>> BEGIN Selected text

Similarly, a building constructed of adobe will "reject" mortars or plasters made with impermeable concrete or synthetics. The rejection often occurs in disastrous ways. There are thousands of examples of this in Santa Fe alone. A common pathology seen some years after impermeable plasters are placed over soft adobe is the loss of wall due to water retention. Water finds its way into the earthen walls through cracks, leaky roofs, and broken plumbing, always resulting in deterioration. Left alone, the walls inevitably reach the point where they lose their structural qualities and collapse. The "death" of the wall is usually unforeseen because the problems are hidden behind the self-supporting hard plaster.
I have heard many times from advocates of Portland cement that it is permeable. Of course it is -- relatively: Relative to plastic, relative to latex, relative to polypropylene. Relative to the earth in an adobe wall or compared to a mud or lime plaster, it is highly impermeable. There is a very simple test that you can use to demonstrate this principle. Using bathtub caulk, attach one open end of a clear plastic tube to the surface of the material to be tested. (You can buy an official Rilem tube if you want to spend twenty-four dollars. I've used cut up turkey basters and screw-type garlic presses with equally good results.) Once attached, fill the tube with a measured amount of water and time the absorption. When you test your adobe (assuming it is non-stabilized) you won't have long to wait; while you wait for the Portland test to end, you could beneficially occupy your time critiquing or, better yet, re-writing the Uniform Building Code as it pertains to soft materials; for the elastomeric -- don't wait, just go on about your life.
So don't be deceived by the claims of permeability in Portland or the so-called Gore-tex effect in elastomerics. Both will crack, both will open at joints with wooden lintels and trim, both will eventually let water in and not let it out.
When you contemplate the materials going into your new adobe home or for your restoration project, keep in mind the concept of compatibility. Be wary of latex paints, for example, and of sprayed-on insulation on roofs. Think of the building as a system that operates smoothly when all the components can easily adjust to one another.

>> END Selected text

* Problem set *
1) Translate this sentence from the passage on adobe walls into Spanish: "Water finds its way into the earthen walls through cracks, leaky roofs, and broken plumbing, always resulting in deterioration."
2) Answer these questions from the passage on adobe walls:
(a) In which city, according to the text, are there thousands of examples of adobe rejecting impermeable mortars or plasters?
(b) How much does an official Rilem tube cost?
(c) Which two things does the text say to be wary of?
3) Transcribe the passage on adobe walls between "When you contemplate" and "to one another.", inclusive.

>> BEGIN Extracted information

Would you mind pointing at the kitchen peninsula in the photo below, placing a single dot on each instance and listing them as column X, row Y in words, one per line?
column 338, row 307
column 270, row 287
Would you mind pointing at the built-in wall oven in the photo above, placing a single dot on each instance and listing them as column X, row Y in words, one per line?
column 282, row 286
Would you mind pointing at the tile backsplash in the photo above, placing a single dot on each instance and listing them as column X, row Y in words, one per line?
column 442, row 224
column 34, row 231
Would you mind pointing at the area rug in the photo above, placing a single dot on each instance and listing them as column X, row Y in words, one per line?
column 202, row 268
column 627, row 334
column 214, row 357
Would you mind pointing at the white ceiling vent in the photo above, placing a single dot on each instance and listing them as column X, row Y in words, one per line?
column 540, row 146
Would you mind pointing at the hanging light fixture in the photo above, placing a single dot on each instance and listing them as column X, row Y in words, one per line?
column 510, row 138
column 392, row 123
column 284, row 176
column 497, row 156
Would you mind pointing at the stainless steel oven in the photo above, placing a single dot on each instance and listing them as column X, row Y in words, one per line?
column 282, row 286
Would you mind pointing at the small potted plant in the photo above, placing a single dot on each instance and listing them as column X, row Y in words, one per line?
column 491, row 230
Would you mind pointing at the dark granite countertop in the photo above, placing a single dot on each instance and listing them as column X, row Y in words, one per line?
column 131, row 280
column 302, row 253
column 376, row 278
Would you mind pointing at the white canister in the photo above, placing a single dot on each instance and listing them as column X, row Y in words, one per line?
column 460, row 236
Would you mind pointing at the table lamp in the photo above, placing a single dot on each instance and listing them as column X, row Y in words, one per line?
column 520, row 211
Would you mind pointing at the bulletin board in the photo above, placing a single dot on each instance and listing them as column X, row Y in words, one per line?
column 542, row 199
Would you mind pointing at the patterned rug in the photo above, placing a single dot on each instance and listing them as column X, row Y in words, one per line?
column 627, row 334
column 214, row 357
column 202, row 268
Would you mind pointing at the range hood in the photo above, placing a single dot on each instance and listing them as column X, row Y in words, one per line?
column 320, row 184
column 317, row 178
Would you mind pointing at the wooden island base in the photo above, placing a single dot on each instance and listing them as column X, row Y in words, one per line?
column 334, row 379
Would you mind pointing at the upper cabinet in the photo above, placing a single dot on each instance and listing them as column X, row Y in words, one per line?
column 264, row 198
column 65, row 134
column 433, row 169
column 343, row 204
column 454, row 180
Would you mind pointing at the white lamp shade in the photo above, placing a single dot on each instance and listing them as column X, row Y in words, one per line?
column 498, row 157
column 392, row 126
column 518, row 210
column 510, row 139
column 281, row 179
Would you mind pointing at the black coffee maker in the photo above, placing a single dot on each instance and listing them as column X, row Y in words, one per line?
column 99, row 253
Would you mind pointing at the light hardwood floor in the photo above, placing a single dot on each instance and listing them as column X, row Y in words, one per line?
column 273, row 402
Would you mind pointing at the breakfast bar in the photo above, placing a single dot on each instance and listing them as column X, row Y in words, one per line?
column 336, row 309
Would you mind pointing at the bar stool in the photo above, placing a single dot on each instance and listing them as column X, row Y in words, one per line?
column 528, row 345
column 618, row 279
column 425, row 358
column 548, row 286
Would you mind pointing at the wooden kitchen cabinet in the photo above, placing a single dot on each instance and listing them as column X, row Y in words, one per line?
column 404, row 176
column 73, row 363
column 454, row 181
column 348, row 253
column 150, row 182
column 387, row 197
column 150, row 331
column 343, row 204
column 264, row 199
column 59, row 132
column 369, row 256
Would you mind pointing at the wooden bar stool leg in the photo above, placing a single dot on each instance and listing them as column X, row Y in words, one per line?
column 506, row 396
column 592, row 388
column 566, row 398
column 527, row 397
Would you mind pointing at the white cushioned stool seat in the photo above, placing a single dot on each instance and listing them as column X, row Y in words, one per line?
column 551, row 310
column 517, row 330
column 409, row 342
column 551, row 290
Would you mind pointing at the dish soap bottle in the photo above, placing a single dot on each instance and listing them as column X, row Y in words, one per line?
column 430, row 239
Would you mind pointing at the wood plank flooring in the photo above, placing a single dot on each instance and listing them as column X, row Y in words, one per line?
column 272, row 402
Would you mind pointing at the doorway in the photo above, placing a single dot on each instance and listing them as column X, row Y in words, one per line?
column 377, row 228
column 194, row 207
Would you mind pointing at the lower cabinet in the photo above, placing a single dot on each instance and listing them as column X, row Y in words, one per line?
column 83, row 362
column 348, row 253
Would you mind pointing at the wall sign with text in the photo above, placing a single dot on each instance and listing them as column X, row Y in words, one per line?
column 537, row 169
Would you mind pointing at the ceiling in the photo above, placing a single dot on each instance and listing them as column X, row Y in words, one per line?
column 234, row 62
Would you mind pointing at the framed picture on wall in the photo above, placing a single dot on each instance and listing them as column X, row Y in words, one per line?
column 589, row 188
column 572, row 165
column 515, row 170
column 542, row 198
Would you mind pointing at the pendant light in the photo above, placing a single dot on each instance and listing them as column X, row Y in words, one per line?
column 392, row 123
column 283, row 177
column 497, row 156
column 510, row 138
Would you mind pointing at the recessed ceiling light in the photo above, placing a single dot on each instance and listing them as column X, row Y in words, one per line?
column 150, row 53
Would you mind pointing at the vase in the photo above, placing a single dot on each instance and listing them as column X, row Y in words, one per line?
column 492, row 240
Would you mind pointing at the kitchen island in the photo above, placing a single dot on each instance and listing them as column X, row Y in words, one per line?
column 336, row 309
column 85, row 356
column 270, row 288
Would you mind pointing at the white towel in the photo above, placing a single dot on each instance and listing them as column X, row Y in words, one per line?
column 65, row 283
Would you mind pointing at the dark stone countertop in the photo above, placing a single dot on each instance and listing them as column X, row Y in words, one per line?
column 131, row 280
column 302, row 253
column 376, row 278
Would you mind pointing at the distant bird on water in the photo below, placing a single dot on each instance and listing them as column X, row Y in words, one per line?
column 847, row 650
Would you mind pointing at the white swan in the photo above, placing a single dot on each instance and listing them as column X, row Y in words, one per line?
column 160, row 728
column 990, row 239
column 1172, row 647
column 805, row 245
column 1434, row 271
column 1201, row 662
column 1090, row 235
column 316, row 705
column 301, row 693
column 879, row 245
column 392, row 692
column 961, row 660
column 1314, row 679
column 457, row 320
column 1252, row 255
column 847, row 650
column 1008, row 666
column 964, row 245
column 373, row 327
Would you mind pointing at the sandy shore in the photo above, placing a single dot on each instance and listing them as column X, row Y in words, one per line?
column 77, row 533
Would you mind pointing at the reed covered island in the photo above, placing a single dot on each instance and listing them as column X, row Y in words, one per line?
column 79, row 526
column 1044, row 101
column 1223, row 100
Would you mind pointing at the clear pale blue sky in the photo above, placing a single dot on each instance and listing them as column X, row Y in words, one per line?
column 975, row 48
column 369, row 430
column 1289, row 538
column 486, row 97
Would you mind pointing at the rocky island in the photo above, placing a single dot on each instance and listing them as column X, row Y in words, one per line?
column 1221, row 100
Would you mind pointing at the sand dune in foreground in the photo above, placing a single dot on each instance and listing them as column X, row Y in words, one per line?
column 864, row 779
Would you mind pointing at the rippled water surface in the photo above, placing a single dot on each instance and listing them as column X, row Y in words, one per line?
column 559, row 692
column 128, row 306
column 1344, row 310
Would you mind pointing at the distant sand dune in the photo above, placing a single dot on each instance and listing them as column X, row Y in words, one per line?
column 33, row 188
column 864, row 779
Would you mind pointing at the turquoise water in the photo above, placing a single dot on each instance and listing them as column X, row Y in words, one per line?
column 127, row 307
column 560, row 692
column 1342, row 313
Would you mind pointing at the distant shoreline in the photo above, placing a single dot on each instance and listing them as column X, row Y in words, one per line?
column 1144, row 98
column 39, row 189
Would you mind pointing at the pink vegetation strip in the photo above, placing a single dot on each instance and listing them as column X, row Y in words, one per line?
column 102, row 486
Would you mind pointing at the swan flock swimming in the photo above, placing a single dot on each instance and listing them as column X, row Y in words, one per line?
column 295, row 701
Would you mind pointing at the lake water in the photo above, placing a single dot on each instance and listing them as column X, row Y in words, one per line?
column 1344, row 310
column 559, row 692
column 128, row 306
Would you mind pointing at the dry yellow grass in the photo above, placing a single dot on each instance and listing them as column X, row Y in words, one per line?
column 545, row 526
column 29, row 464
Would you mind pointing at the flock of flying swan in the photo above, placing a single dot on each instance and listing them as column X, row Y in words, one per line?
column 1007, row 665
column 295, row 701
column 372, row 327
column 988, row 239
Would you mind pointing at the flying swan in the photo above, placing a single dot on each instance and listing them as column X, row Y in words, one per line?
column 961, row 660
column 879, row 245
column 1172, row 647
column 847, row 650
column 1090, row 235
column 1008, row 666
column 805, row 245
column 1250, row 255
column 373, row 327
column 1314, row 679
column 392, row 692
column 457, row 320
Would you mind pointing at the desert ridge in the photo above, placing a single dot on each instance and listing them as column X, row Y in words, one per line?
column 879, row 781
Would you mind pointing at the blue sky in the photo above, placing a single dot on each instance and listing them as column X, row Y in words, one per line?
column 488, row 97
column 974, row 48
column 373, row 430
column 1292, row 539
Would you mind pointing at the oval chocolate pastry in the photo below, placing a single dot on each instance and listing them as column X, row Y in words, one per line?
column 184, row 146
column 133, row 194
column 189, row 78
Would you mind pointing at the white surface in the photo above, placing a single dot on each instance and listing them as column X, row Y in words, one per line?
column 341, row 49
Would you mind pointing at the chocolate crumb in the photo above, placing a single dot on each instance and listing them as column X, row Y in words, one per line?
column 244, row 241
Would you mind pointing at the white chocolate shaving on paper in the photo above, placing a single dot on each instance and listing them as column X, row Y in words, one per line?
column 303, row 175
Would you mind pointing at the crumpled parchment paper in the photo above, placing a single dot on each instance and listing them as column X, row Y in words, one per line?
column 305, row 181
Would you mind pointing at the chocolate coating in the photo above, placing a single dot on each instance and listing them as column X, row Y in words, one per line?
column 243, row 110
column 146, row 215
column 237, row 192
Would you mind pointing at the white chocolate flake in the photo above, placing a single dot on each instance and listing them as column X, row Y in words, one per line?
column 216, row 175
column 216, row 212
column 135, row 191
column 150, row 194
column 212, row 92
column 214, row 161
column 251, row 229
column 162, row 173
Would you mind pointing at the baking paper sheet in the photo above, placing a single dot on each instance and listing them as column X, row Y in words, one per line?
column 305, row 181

>> END Extracted information

* Expected results *
1) El agua se filtra en los muros de tierra a través de grietas, techos con goteras y tuberías rotas, lo que siempre provoca su deterioro.

2)
(a) Santa Fe
(b) Twenty-four dollars
(c) Latex paints and sprayed-on insulation on roofs

3)
When you contemplate the materials going into your new adobe home or for your restoration project, keep in mind the concept of compatibility. Be wary of latex paints, for example, and of sprayed-on insulation on roofs. Think of the building as a system that operates smoothly when all the components can easily adjust to one another.